Work order:
Scan the entries below. List each line with "form".

Given records:
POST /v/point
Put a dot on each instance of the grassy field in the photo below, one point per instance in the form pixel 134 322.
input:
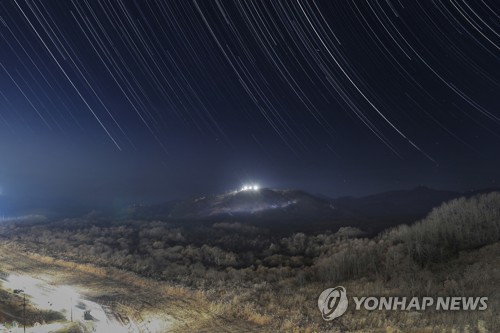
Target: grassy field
pixel 238 278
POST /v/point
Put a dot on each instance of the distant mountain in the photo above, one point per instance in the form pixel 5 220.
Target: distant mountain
pixel 260 204
pixel 415 202
pixel 300 210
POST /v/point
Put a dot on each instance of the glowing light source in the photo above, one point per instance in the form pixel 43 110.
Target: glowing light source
pixel 251 187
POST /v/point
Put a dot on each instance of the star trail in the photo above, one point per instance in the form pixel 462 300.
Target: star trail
pixel 176 98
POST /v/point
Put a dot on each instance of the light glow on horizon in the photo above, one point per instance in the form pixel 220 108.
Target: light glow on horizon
pixel 250 187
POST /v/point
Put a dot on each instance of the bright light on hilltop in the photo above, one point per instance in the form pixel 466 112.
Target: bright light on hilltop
pixel 251 187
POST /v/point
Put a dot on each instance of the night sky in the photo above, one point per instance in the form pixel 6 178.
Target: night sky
pixel 116 101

The answer:
Put a dot on each instance of the grassy field in the photo below, one point per instance in the form pixel 134 322.
Put a dot on each instance of the distant mountain in the photo above, one point per instance in the form pixel 5 220.
Put a dot on each instance of the glowing light source in the photo above, one point per instance in the form pixel 43 110.
Put a dot on each instance of the star trail in the photo above, one point per instance in the form pixel 462 300.
Put a dot on each instance of the light glow on horizon in the photo above, one point per instance in the form pixel 220 108.
Put a dot on each instance of the bright light on hilltop in the photo above, one point per instance in the form pixel 466 112.
Put a dot on each instance of the night sky in the photo above, one point per instance in the form pixel 6 178.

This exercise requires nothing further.